WRITTEN PROBLEM
Express the items as a Markdown table with the columns Row and Line. Cover the lines from the line containing "Kindly outline every instance of the person" up to and including the final line of the items, numbering each row and leaving out blank lines.

[Shape boundary items]
>>
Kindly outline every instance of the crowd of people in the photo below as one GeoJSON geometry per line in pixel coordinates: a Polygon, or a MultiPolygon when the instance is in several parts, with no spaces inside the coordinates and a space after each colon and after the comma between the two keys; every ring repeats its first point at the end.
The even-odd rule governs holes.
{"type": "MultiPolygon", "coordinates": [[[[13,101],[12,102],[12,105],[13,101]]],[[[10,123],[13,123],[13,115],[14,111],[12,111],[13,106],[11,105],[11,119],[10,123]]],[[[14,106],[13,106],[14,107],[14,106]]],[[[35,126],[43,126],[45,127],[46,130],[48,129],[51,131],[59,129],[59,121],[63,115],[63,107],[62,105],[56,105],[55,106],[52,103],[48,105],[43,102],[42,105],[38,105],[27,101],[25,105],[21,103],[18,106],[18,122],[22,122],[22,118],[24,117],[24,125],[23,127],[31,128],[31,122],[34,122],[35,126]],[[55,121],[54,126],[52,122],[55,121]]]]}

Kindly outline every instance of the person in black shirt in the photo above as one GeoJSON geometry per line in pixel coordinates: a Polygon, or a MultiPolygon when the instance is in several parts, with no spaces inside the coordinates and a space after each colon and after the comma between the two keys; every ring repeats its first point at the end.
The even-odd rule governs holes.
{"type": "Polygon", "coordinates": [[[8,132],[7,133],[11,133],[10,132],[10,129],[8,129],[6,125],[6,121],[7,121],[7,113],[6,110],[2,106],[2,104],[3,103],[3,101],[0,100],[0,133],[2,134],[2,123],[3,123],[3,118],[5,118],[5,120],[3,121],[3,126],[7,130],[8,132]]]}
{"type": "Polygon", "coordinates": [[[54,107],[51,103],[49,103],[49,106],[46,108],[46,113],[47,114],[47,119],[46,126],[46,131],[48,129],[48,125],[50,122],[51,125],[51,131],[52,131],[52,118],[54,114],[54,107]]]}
<<
RESULT
| Row | Line |
|---|---|
| 1 | Kindly outline every instance of the person in black shirt in the photo above as one GeoJSON geometry per line in pixel coordinates: a Polygon, or a MultiPolygon when the instance is in several parts, with no spaces inside the coordinates and a space after each colon and after the comma between the two keys; every ring repeats its first point at the end. |
| 2 | The even-odd rule governs holes. |
| 3 | {"type": "Polygon", "coordinates": [[[8,132],[7,133],[11,133],[10,132],[10,129],[8,129],[6,125],[6,121],[7,121],[7,113],[6,110],[2,106],[2,104],[3,103],[3,101],[0,100],[0,133],[2,134],[2,123],[3,123],[3,118],[5,118],[5,120],[3,121],[3,126],[7,130],[8,132]]]} |
| 4 | {"type": "Polygon", "coordinates": [[[54,107],[51,103],[49,103],[49,106],[46,108],[46,113],[47,114],[47,119],[46,126],[46,131],[48,129],[48,125],[50,122],[51,125],[51,131],[52,131],[52,118],[54,114],[54,107]]]} |